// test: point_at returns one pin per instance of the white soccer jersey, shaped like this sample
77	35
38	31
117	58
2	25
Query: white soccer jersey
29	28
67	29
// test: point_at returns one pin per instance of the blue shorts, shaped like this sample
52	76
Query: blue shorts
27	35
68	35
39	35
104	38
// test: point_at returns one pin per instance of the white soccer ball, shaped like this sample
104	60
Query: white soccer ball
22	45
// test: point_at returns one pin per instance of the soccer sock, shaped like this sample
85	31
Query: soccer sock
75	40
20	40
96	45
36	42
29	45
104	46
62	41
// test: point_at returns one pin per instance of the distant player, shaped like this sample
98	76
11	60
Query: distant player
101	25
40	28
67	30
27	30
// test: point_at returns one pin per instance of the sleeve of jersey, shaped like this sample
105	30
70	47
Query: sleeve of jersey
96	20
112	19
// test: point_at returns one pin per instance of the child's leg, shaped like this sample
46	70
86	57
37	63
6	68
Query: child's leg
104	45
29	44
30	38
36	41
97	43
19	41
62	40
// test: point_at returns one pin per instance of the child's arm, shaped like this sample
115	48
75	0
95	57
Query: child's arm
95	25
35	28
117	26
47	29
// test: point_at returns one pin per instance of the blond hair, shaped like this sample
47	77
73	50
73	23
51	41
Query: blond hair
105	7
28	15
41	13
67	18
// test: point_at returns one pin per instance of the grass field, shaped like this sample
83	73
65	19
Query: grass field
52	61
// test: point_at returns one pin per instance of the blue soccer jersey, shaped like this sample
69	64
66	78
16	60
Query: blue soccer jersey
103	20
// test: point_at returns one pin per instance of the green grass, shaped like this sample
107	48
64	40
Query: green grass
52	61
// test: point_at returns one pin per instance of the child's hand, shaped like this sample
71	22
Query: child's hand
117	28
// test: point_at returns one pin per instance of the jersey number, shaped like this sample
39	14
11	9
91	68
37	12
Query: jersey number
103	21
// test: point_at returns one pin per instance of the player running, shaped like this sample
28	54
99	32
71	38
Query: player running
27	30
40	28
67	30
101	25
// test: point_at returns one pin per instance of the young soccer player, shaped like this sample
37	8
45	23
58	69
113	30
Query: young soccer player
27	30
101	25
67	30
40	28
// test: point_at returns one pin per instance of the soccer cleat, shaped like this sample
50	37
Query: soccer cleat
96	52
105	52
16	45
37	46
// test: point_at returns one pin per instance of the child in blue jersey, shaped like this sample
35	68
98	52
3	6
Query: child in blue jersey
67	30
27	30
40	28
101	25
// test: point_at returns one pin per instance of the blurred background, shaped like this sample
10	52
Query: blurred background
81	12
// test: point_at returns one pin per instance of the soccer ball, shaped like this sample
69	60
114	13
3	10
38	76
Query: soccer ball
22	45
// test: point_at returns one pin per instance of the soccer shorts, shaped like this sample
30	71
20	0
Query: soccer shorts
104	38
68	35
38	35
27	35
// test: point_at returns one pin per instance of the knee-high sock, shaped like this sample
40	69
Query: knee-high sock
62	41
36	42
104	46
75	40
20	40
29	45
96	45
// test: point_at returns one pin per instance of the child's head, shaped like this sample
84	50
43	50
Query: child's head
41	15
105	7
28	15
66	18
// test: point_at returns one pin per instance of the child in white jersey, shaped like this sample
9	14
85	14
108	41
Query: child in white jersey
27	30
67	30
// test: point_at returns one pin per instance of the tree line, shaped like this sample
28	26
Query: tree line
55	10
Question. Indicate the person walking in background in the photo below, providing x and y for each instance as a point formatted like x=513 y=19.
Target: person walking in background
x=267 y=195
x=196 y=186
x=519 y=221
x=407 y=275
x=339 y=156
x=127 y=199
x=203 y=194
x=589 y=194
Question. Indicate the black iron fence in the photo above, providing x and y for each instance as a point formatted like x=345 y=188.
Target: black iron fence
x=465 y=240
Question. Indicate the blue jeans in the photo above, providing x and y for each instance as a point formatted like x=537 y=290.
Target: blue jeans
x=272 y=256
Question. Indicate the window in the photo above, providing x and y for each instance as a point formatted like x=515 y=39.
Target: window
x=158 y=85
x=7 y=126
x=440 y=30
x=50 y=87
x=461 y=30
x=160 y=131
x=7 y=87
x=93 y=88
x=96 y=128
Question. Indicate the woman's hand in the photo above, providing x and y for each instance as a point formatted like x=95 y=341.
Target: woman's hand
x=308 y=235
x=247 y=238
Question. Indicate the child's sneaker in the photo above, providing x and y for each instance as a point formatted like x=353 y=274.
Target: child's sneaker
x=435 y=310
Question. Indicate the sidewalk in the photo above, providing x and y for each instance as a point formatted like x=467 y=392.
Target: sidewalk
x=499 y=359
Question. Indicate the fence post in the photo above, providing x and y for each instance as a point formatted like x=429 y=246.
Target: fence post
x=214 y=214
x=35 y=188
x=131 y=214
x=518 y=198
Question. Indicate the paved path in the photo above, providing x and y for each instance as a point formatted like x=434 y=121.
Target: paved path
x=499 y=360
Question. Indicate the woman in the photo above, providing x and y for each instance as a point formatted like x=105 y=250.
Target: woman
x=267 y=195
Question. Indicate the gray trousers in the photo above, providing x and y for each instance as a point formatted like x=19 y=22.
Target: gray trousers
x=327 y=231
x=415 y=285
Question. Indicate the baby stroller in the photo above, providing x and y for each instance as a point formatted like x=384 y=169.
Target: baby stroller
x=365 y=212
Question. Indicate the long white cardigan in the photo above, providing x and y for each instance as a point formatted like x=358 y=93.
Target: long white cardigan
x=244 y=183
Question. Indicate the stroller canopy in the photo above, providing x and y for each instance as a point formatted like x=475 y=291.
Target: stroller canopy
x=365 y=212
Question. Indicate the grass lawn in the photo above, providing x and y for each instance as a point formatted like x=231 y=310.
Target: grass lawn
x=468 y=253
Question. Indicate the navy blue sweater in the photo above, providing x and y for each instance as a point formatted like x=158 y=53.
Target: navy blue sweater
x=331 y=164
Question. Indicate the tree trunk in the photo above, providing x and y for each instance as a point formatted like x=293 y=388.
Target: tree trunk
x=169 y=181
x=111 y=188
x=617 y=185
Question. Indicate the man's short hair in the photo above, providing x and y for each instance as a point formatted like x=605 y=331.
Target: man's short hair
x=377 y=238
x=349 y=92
• • • • • • •
* Problem statement
With nothing left out, print the data above exactly.

* Solution to this exercise
// test: point_at returns one pin per instance of the white soccer jersey, shaped like this sample
77	35
38	31
117	58
2	25
Query: white soccer jersey
29	28
67	29
// test: point_at returns one pin per instance of the blue shorts, shaped like this sample
52	76
Query: blue shorts
27	35
68	35
39	35
104	38
// test: point_at returns one pin per instance of the white soccer ball, shaped like this sample
104	60
Query: white soccer ball
22	45
// test: point_at returns one pin per instance of the soccer sock, shaped like this sample
85	31
Query: soccer sock
75	40
20	40
96	45
36	42
29	45
104	46
62	41
// test: point_at returns one pin per instance of the distant player, shaped like this sample
98	76
11	60
Query: distant player
101	25
40	28
67	30
27	30
// test: point_at returns one pin per instance of the sleeve of jersey, shaped like this sample
105	30
70	47
Query: sleeve of jersey
96	20
112	19
// test: point_at returns one pin per instance of the child's leg, shaped like this sample
46	70
86	57
37	63
6	68
Query: child's leg
104	45
29	44
30	38
36	41
97	43
19	41
62	40
// test: point_at returns one pin per instance of the child's arm, shaped like this sample
115	48
75	0
95	57
Query: child's arm
95	25
35	28
117	26
47	29
// test: point_at returns one pin per instance of the blond hair, shaped like this sample
47	77
73	50
73	23
51	41
Query: blond hair
105	7
28	15
41	13
67	18
// test: point_at returns one pin per instance of the grass field, shaped like this sample
83	73
65	19
Query: grass field
52	61
// test: point_at returns one pin per instance of the blue soccer jersey, shaped like this sample
69	64
66	78
16	60
Query: blue soccer jersey
103	20
// test: point_at returns one pin per instance of the green grass, shaped like this sample
107	48
64	40
Query: green grass
52	61
// test: point_at returns one pin per instance of the child's hand, shaped like this sample
71	22
Query: child's hand
117	28
// test: point_at returns one pin per instance of the jersey number, shaped like this sample
39	14
11	9
91	68
37	12
Query: jersey number
103	21
// test: point_at returns one pin per instance of the player running, shaped like this sample
28	54
99	32
71	38
Query: player running
27	30
40	28
67	30
101	25
// test: point_at returns one pin per instance of the young soccer player, shaped like this sample
37	8
45	23
58	69
113	30
Query: young soccer player
27	30
101	25
67	30
40	28
// test: point_at returns one pin per instance of the soccer cleat, shaped like this sample
50	37
Query: soccer cleat
96	52
105	52
16	45
37	46
// test: point_at returns one pin per instance of the child in blue jersey, shaped like this sample
35	68
98	52
3	6
Query: child in blue jersey
67	30
27	30
40	28
101	25
// test: point_at returns one pin per instance of the blurred background, shaped like this sample
10	52
Query: blurred background
81	12
// test: point_at returns one pin per instance of the soccer ball, shaped like this sample
69	60
114	13
3	10
38	76
Query: soccer ball
22	45
// test: point_at returns one pin per instance of the soccer shorts, shaped like this sample
30	71
20	0
Query: soccer shorts
104	38
68	35
38	35
27	35
// test: point_at returns one pin per instance of the knee-high sock, shaped like this sample
40	69
Query: knee-high sock
62	41
36	42
104	46
75	40
20	40
29	45
96	45
// test: point_at returns one pin per instance of the child's head, shaped like this sample
84	50
43	50
Query: child's head
41	15
105	7
28	15
66	18
// test: point_at returns one pin per instance of the child in white jersey, shaped like this sample
9	14
85	14
108	41
Query: child in white jersey
27	30
67	30
// test: point_at returns one pin per instance of the tree line, shaped like this sample
28	26
Query: tree line
55	10
Question. Indicate the person walking in background in the photo below, providing x and y for each instance as a point formatted like x=513 y=19.
Target: person walking in background
x=267 y=195
x=196 y=186
x=519 y=221
x=407 y=275
x=339 y=156
x=127 y=199
x=203 y=194
x=589 y=194
Question. Indicate the black iron fence in the photo above, providing x and y for each instance as a point formatted like x=345 y=188.
Target: black iron fence
x=465 y=240
Question. Indicate the blue jeans in the photo above, providing x and y for each instance as a point formatted like x=537 y=290.
Target: blue jeans
x=272 y=256
Question. Indicate the window in the photo above, providing x and y for each instance as a point formatted like x=515 y=39.
Target: window
x=158 y=85
x=7 y=126
x=440 y=30
x=50 y=87
x=461 y=30
x=160 y=131
x=7 y=87
x=93 y=88
x=96 y=128
Question. Indicate the woman's hand in the photo above, providing x and y for each instance as a point formatted like x=95 y=341.
Target: woman's hand
x=308 y=235
x=247 y=238
Question. Indicate the child's sneaker in the photo above, providing x and y for each instance as a point formatted like x=353 y=274.
Target: child's sneaker
x=435 y=310
Question. Indicate the sidewalk in the photo above, providing x and y for each instance as a point formatted like x=467 y=392.
Target: sidewalk
x=499 y=359
Question. Indicate the fence post in the photo above, providing x and y for each instance as a point formatted like x=429 y=246.
Target: fence post
x=214 y=214
x=35 y=188
x=131 y=214
x=518 y=198
Question. Indicate the paved path in the photo above, providing x and y for each instance as a point formatted like x=434 y=121.
Target: paved path
x=499 y=360
Question. Indicate the woman in the photo above, providing x and y for each instance as a point formatted like x=105 y=250.
Target: woman
x=267 y=195
Question. Indicate the gray trousers in the photo above, providing x and y for each instance as a point formatted like x=19 y=22.
Target: gray trousers
x=327 y=231
x=415 y=285
Question. Indicate the baby stroller in the photo above, providing x and y for each instance as a point formatted like x=384 y=169.
Target: baby stroller
x=365 y=212
Question. Indicate the long white cardigan in the photo above, providing x and y for each instance as a point formatted like x=358 y=93.
Target: long white cardigan
x=244 y=183
Question. Indicate the stroller canopy in the photo above, providing x and y for each instance as a point formatted like x=475 y=291.
Target: stroller canopy
x=365 y=212
Question. Indicate the grass lawn in the photo above, providing x and y for each instance as a point formatted like x=231 y=310.
Target: grass lawn
x=468 y=253
Question. Indicate the navy blue sweater in the photo above, providing x and y for each instance as a point formatted like x=158 y=53.
Target: navy blue sweater
x=331 y=164
Question. Indicate the tree trunk in the photo above, providing x and y for each instance as a point formatted like x=293 y=388.
Target: tree trunk
x=169 y=181
x=111 y=188
x=617 y=185
Question. Indicate the man's short hair in the photo above, providing x and y for each instance as a point formatted like x=605 y=331.
Target: man's short hair
x=377 y=238
x=349 y=92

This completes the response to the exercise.